**Text**
Description
Updated by @MihaZupan on 2024-02-27
Proposed API
namespace System.Buffers.Text;
public static class Base64Url
{
// Encode bytes => utf8
public static OperationStatus EncodeToUtf8(ReadOnlySpan<byte> bytes, Span<byte> utf8, out int bytesConsumed, out int bytesWritten, bool isFinalBlock = true);
public static OperationStatus EncodeToUtf8InPlace(Span<byte> buffer, int dataLength, out int bytesWritten);
// Decode from utf8 => bytes
public static OperationStatus DecodeFromUtf8(ReadOnlySpan<byte> utf8, Span<byte> bytes, out int bytesConsumed, out int bytesWritten, bool isFinalBlock = true);
public static OperationStatus DecodeFromUtf8InPlace(Span<byte> buffer, out int bytesWritten);
// Max length APIs
public static int GetMaxDecodedFromUtf8Length(int length);
public static int GetMaxEncodedToUtf8Length(int length);
// IsValid
public static bool IsValid(ReadOnlySpan<char> base64UrlText);
public static bool IsValid(ReadOnlySpan<char> base64UrlText, out int decodedLength);
public static bool IsValid(ReadOnlySpan<byte> base64UrlTextUtf8);
public static bool IsValid(ReadOnlySpan<byte> base64UrlTextUtf8, out int decodedLength);
// Up to this point, this is a mirror of System.Buffers.Text.Base64
// Below are more helpers that bring over functionality similar to Convert.*Base64*
// Encode to / decode from chars
public static bool TryEncodeToChars(ReadOnlySpan<byte> bytes, Span<char> chars, out int charsWritten) { }
public static bool TryDecodeFromChars(ReadOnlySpan<char> chars, Span<byte> bytes, out int bytesWritten) { }
// These are just accelerator methods.

**Stated goal a**
From the records, reproduce word for word the lines starting at the one containing "of the blue" and ending at the one containing "point(338, 263)", with both of those lines included.
The records have no connection to the Base64Url API proposal.

**Data to process**
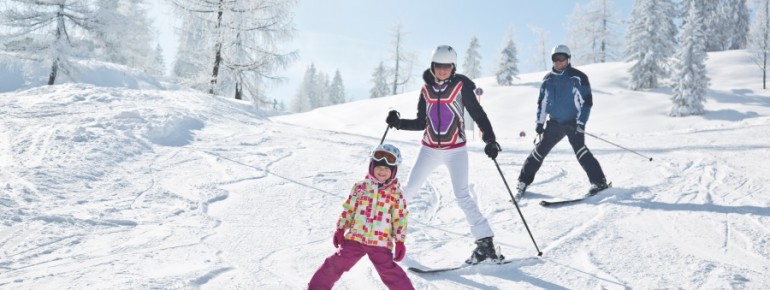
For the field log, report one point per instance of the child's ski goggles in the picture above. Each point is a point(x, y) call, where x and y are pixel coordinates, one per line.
point(384, 155)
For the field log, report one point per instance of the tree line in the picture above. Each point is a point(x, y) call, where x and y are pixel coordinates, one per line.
point(232, 47)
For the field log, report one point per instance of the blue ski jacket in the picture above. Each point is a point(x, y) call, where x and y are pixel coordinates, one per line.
point(565, 96)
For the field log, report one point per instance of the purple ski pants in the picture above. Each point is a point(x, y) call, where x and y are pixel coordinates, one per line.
point(338, 263)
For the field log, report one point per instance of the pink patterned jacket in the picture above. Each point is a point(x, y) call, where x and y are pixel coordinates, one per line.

**Stated goal b**
Based on the Base64Url API proposal, answer yes or no to each statement and quote the words that decide it: (i) the Base64Url class is declared in the System.Buffers.Text namespace; (ii) DecodeFromUtf8InPlace takes a dataLength parameter; (iii) the description was updated by @MihaZupan.

**Exercise result a**
For the field log, report one point per instance of the blue ski jacket in the picture above. Each point is a point(x, y) call, where x and y are pixel coordinates, one per line.
point(565, 96)
For the field log, report one point per instance of the purple ski pants in the picture above. Each point is a point(x, y) call, where x and y are pixel coordinates, one per line.
point(338, 263)

**Exercise result b**
(i) Yes: "namespace System.Buffers.Text;"
(ii) No: "public static OperationStatus DecodeFromUtf8InPlace(Span<byte> buffer, out int bytesWritten);"
(iii) Yes: "Updated by @MihaZupan on 2024-02-27"